[begin INPUT ROWS]

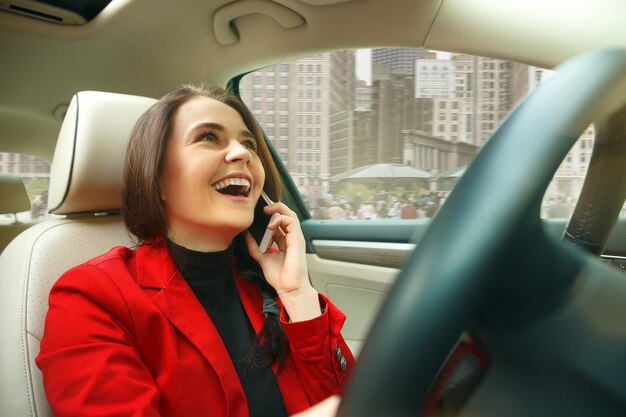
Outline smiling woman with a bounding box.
[36,86,354,417]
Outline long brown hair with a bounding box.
[122,85,287,366]
[122,85,281,241]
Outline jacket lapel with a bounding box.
[137,245,247,415]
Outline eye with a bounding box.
[200,132,219,142]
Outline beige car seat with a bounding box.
[0,91,155,417]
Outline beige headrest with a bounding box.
[48,91,156,214]
[0,175,30,214]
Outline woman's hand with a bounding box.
[246,203,321,321]
[291,395,341,417]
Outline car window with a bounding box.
[239,48,593,220]
[0,152,50,223]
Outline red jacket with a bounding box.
[36,245,354,417]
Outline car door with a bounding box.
[231,48,626,353]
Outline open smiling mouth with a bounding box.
[211,178,250,197]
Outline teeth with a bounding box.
[211,178,250,193]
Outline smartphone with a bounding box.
[248,191,278,253]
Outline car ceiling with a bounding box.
[0,0,626,160]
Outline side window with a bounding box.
[240,48,593,220]
[0,153,50,223]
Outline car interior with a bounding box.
[0,0,626,417]
[0,175,30,248]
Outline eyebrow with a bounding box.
[185,122,257,141]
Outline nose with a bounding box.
[226,139,252,164]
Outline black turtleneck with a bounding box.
[168,241,287,417]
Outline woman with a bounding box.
[36,86,354,417]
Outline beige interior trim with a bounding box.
[307,254,399,355]
[213,0,306,46]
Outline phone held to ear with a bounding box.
[248,191,278,253]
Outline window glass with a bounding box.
[240,48,593,219]
[0,153,50,223]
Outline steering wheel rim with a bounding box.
[338,49,626,417]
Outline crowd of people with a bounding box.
[305,191,447,220]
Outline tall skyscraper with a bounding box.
[240,54,332,195]
[372,48,436,79]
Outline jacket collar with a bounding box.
[136,244,247,415]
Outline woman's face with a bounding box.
[159,96,265,251]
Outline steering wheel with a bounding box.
[338,49,626,417]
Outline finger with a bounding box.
[245,233,263,263]
[263,202,298,219]
[274,227,287,252]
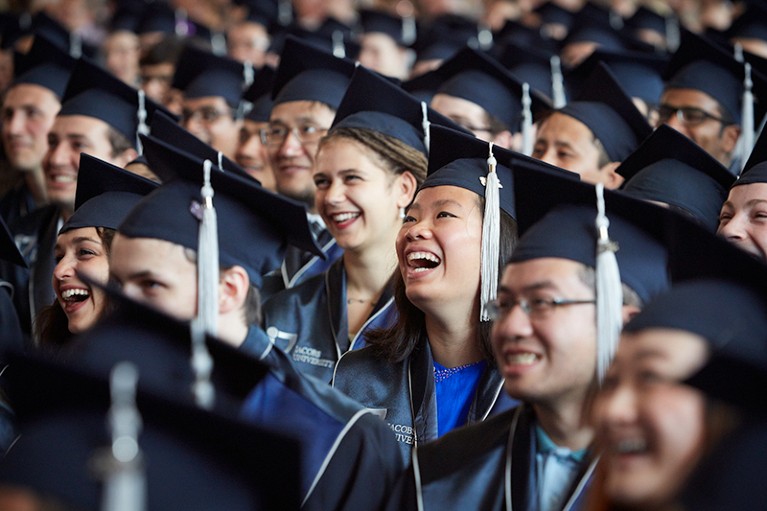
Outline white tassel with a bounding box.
[197,160,219,336]
[97,362,146,511]
[421,101,431,158]
[522,82,535,156]
[549,55,567,108]
[479,142,501,321]
[595,183,623,385]
[738,62,754,172]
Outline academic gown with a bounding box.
[0,205,61,338]
[333,334,517,467]
[260,230,344,301]
[387,404,596,511]
[263,259,397,383]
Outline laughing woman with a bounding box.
[35,154,158,346]
[264,68,449,382]
[333,128,528,465]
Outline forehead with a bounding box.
[269,100,335,127]
[538,112,594,145]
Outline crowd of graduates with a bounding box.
[0,0,767,511]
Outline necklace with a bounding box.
[346,297,376,306]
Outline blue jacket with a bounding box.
[387,405,596,511]
[333,335,517,467]
[263,259,397,383]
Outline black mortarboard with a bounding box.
[359,9,416,46]
[330,66,463,154]
[556,64,652,161]
[565,48,668,105]
[59,153,159,233]
[664,30,767,124]
[242,66,276,122]
[11,36,76,98]
[511,167,672,302]
[119,136,322,287]
[150,112,253,181]
[732,115,767,186]
[272,36,355,110]
[172,45,245,109]
[403,48,549,133]
[0,352,300,511]
[0,213,27,268]
[616,125,735,232]
[58,58,172,143]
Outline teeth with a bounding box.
[506,353,538,365]
[615,438,647,454]
[61,289,90,300]
[407,252,439,264]
[332,213,360,222]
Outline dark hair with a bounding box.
[317,127,428,185]
[367,204,518,363]
[33,227,117,346]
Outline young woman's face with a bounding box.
[397,186,482,310]
[314,139,412,251]
[53,227,109,334]
[593,329,707,509]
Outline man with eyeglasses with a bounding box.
[263,36,354,296]
[392,172,674,511]
[658,32,765,173]
[173,46,245,159]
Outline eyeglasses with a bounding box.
[658,105,732,126]
[181,106,232,124]
[261,124,328,147]
[488,298,597,321]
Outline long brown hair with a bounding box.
[32,227,117,346]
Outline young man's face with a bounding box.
[492,258,596,408]
[109,233,197,320]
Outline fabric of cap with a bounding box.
[0,352,299,511]
[58,58,172,143]
[59,153,159,234]
[403,48,548,133]
[150,112,257,181]
[565,48,668,105]
[272,36,355,110]
[616,125,735,232]
[557,64,652,161]
[119,136,322,287]
[511,167,672,302]
[172,45,244,108]
[11,35,76,98]
[330,66,463,154]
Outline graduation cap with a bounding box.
[565,48,668,106]
[359,9,416,47]
[59,153,159,234]
[272,36,355,110]
[616,125,735,232]
[58,58,172,150]
[147,112,257,181]
[242,66,276,122]
[403,48,549,133]
[171,45,252,109]
[11,35,77,98]
[556,63,652,161]
[0,352,300,511]
[330,66,464,154]
[416,126,578,321]
[119,132,322,287]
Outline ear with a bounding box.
[621,305,641,325]
[492,130,521,149]
[599,161,624,190]
[218,266,250,314]
[394,170,418,208]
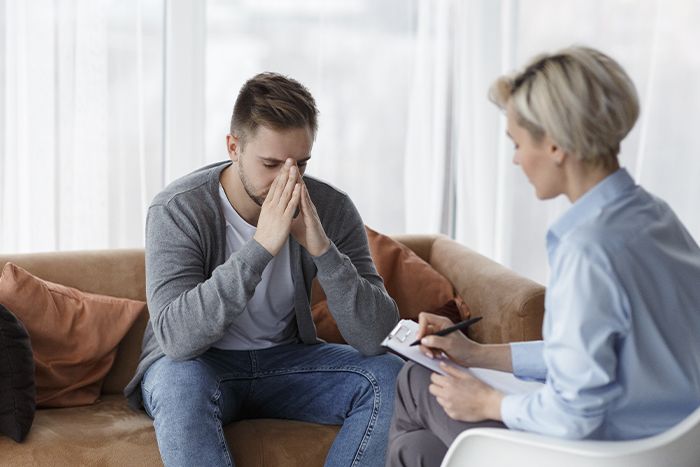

[end INPUT ROWS]

_THE REQUEST_. Identify every line of the items that contains the word "woman" and copy each such line.

_EXERCISE SOLUTION_.
Outline smiling woman with a bounding box.
Outline woman's hand with a bounding box.
Outline woman with a bounding box.
Outline woman's face with a bounding box.
Outline laughing woman with a bounding box.
Outline young woman's face with a bounding box.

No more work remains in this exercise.